• [Problem set]:
[A] Answer these from the movie review:
(i) Roughly how long before writing did the director first contact the reviewer?
(ii) What two things did the director tell the reviewer about?
(iii) What did the director agree to write?
[B] List every name form the movie review uses for the director, leaving out pronouns and descriptions such as "this guy."
[C] From the movie review, quote the passage starting at "This is probably" and ending at "the information superhighway!".

• [Page extract]:

○ ○ ○ ○ ○ ○ ○

This is probably the most adventurous movie review I’ve had to write so far on this site so bear with me through the first couple of paragraphs!
About three weeks ago I was contacted by director named Will G. Kraft regarding a brand new Found Footage movie he had released. I’m often contacted by indie directors so I didn’t really think that much of it at the time.
However, this guy provided me with a ton of information about his background and where the basis for the film originated from – it turns out Mr. Kraft had already made quite a splash on the information superhighway!
There is a pretty big backlog of info on this film and I was a little confused as to what to do with it all in this review. In the end Will agreed to pen a sort of bio on it’s journey and I strongly suggest you read it before carrying on with the remainder of this review.
You can find the film’s bio by Will G. Kraft HERE.
Into The Unknown…
I’ll be honest with you here – most of the indie efforts I get put in front of me through the contact form on this site are probably not the most talented pieces of work ( and I’m being polite there! ).

○ ○ ○ ○ ○ ○ ○

Dataset items
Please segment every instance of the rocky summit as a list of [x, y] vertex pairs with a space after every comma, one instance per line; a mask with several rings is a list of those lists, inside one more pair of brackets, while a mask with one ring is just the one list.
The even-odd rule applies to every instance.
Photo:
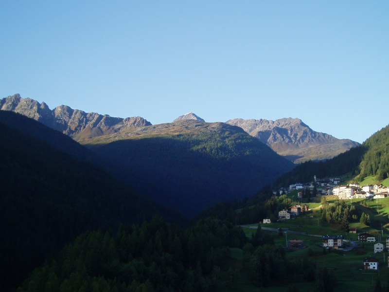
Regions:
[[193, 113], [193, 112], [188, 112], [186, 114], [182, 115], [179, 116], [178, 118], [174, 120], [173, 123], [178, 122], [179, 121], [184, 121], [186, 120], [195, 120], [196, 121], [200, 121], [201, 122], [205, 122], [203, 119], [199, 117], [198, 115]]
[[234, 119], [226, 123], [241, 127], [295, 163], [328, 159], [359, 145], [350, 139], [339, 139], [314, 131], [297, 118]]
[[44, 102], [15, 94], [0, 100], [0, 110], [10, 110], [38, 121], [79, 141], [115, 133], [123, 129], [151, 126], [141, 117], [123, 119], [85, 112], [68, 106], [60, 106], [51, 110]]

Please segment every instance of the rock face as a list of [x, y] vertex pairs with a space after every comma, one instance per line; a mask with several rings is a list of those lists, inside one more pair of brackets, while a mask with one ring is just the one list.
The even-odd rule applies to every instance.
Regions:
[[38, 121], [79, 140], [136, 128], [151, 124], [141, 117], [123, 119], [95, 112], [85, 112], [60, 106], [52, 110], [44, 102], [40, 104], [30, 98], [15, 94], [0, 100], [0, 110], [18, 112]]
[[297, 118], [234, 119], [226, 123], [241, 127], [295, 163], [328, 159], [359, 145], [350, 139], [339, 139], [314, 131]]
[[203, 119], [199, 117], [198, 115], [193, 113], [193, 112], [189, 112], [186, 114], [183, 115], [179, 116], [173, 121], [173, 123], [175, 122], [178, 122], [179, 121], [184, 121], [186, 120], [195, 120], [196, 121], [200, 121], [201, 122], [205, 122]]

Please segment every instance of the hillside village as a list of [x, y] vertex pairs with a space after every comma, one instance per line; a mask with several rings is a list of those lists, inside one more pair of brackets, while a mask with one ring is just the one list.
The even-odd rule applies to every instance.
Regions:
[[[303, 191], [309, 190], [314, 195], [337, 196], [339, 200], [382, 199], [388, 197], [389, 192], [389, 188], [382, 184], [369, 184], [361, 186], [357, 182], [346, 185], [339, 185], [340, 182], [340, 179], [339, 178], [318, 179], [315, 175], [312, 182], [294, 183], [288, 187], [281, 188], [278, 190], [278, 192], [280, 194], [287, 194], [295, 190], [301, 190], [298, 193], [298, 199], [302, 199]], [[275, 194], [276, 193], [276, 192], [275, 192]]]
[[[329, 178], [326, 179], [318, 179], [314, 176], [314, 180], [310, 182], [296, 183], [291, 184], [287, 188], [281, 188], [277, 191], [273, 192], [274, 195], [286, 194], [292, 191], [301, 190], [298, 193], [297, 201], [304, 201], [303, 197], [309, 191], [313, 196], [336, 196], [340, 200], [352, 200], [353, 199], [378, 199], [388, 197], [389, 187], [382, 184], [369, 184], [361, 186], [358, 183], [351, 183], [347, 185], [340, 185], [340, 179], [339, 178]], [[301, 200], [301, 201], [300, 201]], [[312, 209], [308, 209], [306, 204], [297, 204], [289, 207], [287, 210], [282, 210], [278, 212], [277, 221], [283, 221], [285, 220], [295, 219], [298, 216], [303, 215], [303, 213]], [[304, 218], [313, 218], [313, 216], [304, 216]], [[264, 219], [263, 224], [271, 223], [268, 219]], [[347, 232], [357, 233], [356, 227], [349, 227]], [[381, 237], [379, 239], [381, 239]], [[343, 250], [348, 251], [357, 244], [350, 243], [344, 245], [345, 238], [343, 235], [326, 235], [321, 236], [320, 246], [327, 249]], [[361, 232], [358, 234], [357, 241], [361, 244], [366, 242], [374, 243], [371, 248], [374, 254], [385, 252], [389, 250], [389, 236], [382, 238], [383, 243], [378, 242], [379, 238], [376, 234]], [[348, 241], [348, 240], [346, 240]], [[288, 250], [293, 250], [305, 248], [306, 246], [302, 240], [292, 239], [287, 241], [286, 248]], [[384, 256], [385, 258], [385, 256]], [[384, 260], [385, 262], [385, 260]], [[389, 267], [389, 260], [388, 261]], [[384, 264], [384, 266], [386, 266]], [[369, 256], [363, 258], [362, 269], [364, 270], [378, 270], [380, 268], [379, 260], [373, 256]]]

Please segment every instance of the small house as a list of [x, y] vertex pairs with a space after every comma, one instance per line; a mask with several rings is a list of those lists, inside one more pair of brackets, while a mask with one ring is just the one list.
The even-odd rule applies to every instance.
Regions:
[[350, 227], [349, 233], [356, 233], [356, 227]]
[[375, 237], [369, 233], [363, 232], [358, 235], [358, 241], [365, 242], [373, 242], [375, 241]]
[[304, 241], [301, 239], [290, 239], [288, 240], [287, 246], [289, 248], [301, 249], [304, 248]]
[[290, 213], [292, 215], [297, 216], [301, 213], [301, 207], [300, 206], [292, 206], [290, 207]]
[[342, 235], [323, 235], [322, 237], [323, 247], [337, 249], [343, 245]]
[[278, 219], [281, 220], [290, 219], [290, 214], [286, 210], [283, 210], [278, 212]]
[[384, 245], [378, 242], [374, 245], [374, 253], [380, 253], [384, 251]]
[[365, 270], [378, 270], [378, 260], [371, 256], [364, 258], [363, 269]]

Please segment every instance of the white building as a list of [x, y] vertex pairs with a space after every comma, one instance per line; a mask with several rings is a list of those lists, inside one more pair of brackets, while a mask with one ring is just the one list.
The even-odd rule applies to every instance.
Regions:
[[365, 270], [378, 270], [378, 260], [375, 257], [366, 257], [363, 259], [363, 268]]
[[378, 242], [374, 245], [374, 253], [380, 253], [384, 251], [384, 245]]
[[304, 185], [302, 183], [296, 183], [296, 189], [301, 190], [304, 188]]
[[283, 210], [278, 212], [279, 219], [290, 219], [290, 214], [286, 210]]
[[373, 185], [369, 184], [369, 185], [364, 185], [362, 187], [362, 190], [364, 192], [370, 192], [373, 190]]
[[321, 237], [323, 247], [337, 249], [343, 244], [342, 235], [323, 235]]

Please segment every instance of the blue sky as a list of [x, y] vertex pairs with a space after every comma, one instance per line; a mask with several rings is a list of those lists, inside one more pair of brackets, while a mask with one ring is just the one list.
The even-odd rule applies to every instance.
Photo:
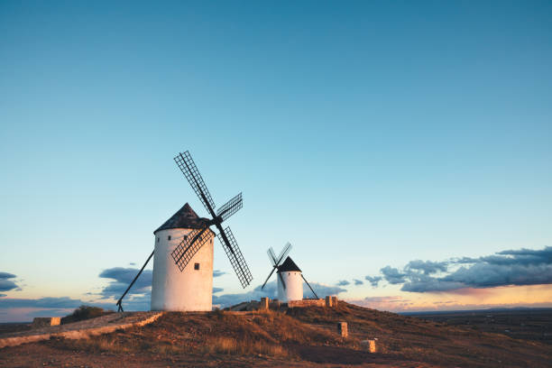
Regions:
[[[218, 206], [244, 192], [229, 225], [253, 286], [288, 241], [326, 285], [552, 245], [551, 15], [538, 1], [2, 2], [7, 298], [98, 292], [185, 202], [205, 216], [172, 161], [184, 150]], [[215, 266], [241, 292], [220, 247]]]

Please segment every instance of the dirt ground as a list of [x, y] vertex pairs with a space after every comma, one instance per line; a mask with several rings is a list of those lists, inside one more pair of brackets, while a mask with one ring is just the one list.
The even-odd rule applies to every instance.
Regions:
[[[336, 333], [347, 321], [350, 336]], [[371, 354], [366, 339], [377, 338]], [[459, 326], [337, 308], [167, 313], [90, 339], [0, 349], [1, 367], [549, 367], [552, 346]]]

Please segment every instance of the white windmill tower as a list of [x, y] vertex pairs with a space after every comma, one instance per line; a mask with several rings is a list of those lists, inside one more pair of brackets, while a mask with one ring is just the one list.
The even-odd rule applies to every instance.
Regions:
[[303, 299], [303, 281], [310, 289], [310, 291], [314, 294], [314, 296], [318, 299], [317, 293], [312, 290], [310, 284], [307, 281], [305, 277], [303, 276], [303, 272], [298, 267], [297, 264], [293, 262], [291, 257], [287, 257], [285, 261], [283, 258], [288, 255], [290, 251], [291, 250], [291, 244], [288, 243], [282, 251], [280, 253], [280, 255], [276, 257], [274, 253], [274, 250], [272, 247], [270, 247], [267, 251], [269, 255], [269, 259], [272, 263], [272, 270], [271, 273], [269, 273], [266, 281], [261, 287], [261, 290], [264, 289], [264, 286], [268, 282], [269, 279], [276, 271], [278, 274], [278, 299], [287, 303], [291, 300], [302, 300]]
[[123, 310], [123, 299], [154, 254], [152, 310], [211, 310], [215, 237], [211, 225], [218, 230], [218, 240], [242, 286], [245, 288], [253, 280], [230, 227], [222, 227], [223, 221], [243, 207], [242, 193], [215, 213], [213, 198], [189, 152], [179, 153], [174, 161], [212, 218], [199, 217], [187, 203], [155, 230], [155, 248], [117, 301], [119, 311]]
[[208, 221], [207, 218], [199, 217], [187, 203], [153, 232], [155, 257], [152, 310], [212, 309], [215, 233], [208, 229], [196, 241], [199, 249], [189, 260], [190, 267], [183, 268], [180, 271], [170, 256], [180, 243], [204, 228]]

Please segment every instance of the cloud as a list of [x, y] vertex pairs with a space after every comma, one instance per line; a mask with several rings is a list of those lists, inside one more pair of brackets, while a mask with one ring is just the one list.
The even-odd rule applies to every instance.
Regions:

○ ○ ○ ○ ○ ○ ○

• [Expected outputs]:
[A]
(i) About three weeks
(ii) His background and where the basis for the film originated from
(iii) A sort of bio on the film's journey

[B]
Will G. Kraft
Mr. Kraft
Will

[C]
This is probably the most adventurous movie review I’ve had to write so far on this site so bear with me through the first couple of paragraphs!
About three weeks ago I was contacted by director named Will G. Kraft regarding a brand new Found Footage movie he had released. I’m often contacted by indie directors so I didn’t really think that much of it at the time.
However, this guy provided me with a ton of information about his background and where the basis for the film originated from – it turns out Mr. Kraft had already made quite a splash on the information superhighway!